[Opening DATA EXTRACT section]
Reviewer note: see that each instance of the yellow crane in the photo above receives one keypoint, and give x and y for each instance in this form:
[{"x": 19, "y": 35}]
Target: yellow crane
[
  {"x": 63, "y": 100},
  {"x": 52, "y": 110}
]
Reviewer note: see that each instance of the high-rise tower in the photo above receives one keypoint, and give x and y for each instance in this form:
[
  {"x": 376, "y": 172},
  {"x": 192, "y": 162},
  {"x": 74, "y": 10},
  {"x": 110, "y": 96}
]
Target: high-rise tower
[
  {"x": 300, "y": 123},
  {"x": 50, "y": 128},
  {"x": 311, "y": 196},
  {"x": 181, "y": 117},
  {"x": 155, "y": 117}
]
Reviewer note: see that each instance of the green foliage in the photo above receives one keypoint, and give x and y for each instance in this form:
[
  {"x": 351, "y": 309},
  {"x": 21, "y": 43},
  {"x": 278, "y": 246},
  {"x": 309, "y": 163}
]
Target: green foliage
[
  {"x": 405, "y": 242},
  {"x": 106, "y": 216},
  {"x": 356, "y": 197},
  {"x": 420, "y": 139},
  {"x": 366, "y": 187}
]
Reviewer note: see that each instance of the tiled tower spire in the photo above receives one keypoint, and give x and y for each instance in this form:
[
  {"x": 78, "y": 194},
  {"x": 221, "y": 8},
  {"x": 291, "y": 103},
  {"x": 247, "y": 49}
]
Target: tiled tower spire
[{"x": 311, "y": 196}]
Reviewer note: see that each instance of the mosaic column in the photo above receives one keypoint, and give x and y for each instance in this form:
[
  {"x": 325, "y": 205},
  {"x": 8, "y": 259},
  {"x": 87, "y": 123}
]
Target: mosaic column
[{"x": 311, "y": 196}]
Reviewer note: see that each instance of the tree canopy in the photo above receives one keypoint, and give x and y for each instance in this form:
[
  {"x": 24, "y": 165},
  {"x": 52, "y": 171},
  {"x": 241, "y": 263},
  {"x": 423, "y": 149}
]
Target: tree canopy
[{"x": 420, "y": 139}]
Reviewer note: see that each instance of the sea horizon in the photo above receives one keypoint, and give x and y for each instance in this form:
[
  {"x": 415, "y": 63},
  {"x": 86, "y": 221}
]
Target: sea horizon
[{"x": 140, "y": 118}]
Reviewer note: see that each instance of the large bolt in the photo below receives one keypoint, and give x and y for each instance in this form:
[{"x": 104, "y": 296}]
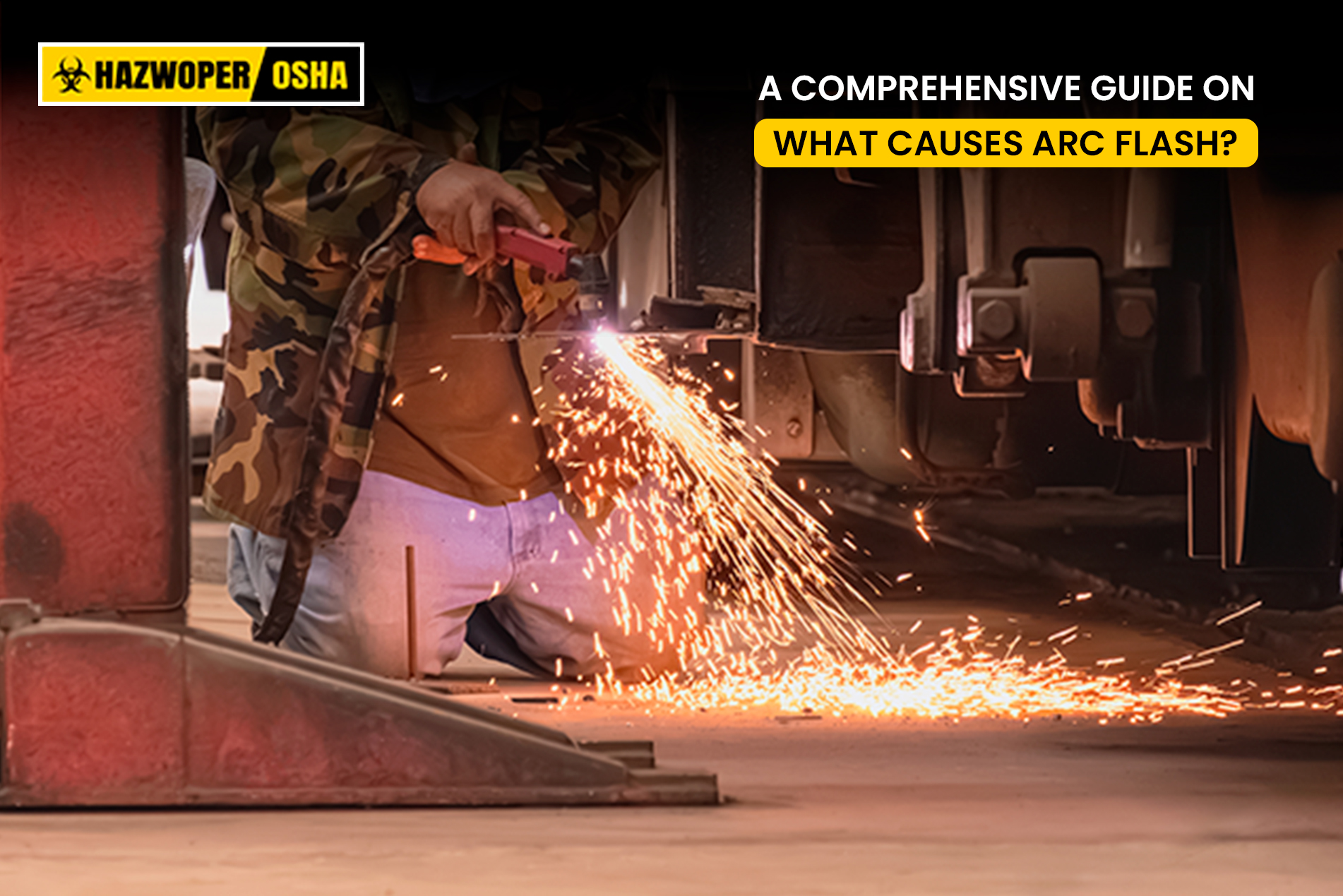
[Closing DATA EXTRACT section]
Write the records out again verbatim and omit the pictures they contain.

EXERCISE OUTPUT
Reviewer note: see that each instance of the yellow crane in the photo above receives one keypoint, and give x and y for each instance in this form:
[{"x": 19, "y": 35}]
Target: yellow crane
[
  {"x": 63, "y": 100},
  {"x": 52, "y": 110}
]
Reviewer note: see that each instance of the high-rise tower in the photo above receives one keypoint, and give x and y for each instance in this form:
[
  {"x": 376, "y": 172},
  {"x": 192, "y": 162},
  {"x": 74, "y": 10},
  {"x": 110, "y": 96}
]
Target: high-rise tower
[
  {"x": 300, "y": 123},
  {"x": 50, "y": 128},
  {"x": 311, "y": 196},
  {"x": 181, "y": 117},
  {"x": 155, "y": 117}
]
Reviewer note: see that each instance of the green foliage in the photo above receives one keypoint, and give x and y for each instance in this form:
[
  {"x": 351, "y": 309},
  {"x": 21, "y": 43},
  {"x": 278, "y": 246},
  {"x": 309, "y": 163}
]
Target: green foliage
[
  {"x": 405, "y": 242},
  {"x": 106, "y": 216},
  {"x": 356, "y": 197},
  {"x": 420, "y": 139},
  {"x": 366, "y": 187}
]
Reviewer note: see that each instance of the tiled tower spire in the photo above receives one keypoint, and give x and y for each instance in this form:
[
  {"x": 78, "y": 194},
  {"x": 221, "y": 8},
  {"x": 291, "y": 103},
  {"x": 247, "y": 49}
]
Target: tiled tower spire
[{"x": 311, "y": 196}]
Reviewer note: see that each instance of the mosaic column in the photo above receives one keypoint, and give x and y for each instance in this form:
[
  {"x": 325, "y": 205},
  {"x": 8, "y": 259},
  {"x": 87, "y": 123}
]
Target: mosaic column
[{"x": 311, "y": 196}]
Reviewer note: see that each instance of the tree canopy in the photo above receives one keypoint, and give x and y for each instance in this form:
[
  {"x": 24, "y": 165},
  {"x": 52, "y": 171},
  {"x": 241, "y": 263},
  {"x": 423, "y": 149}
]
Target: tree canopy
[{"x": 420, "y": 139}]
Reviewer note: see that each instance of the sea horizon in the photo above receives one keypoint, and give x and y for each instance in this form:
[
  {"x": 415, "y": 63},
  {"x": 86, "y": 221}
]
Target: sea horizon
[{"x": 140, "y": 118}]
Reviewer note: see that each instance of the large bolt in the photo below receives one keypoint, and give x and y for each instance in this form:
[{"x": 104, "y": 296}]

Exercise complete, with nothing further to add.